Records from a data source:
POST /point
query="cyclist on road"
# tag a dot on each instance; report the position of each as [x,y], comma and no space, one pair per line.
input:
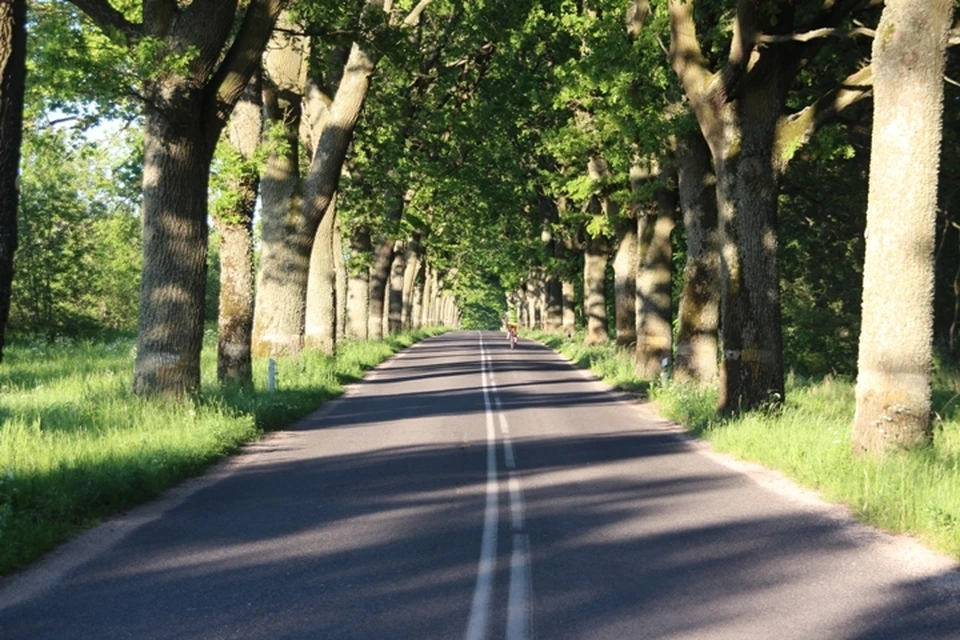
[513,322]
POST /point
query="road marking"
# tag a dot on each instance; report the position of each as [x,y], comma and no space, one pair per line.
[516,503]
[519,607]
[508,456]
[519,597]
[477,624]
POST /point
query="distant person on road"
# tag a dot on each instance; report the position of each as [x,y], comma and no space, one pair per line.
[513,323]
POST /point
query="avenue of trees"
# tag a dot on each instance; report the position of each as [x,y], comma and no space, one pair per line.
[732,189]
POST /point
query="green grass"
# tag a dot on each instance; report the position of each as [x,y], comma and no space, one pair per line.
[76,445]
[808,439]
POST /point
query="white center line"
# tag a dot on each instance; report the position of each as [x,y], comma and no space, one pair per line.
[519,597]
[478,622]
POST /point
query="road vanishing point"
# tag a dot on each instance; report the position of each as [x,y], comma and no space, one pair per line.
[465,490]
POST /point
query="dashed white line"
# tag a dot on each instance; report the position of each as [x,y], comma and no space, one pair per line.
[478,622]
[519,609]
[519,598]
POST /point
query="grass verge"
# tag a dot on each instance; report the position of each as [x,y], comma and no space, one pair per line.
[76,445]
[808,439]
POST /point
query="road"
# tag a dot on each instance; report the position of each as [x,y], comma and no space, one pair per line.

(EXERCISE OBJECTIVE)
The answer is the complete set of records, copied exactly, with pictures omitted.

(RESPONSE BOX)
POST /point
query="cyclist on road"
# tag a dot on each instance; report the position of each as [x,y], comma and no space, one pair per line.
input:
[513,322]
POST /point
query="road marking"
# tag a dot on each instance; report the position of each as [x,y], comma and no space, one pair per line.
[516,503]
[519,607]
[508,456]
[519,597]
[477,624]
POST /point
query="distant person on road"
# tag a dot on each instance; report the position of each as [x,y], comma and no space, one pair per line.
[513,323]
POST /point
query="avenue of trees"
# tag a dot on each instance; report the position of each as [x,y], comma and no space, one pair per line.
[732,189]
POST /point
query="green grass"
# tag a dot on each instance; report the position of each as [x,y], comma and no space, one pair per line.
[76,445]
[808,439]
POST /point
query="white center line"
# tag a dot on each instance; report the position of each as [x,y], comma and no space, one pair per line.
[519,597]
[478,622]
POST /point
query="road vanishing point"
# tag a dot on each instance; report the position of each as [x,y], comma and no space, one pair per line.
[465,490]
POST /point
query="dashed white line"
# tag a dot on each instance; report the position of each as [x,y], comma and no space, one pair per line.
[478,622]
[519,609]
[519,598]
POST /point
query="grass verge"
# tag a dot on each instance; report the position of each as [x,y], comma and no space, one pair per line.
[76,445]
[808,439]
POST /point
query="road"
# tag a dot on each instance; report the position of each as [x,y], comma and no space, one pair per line.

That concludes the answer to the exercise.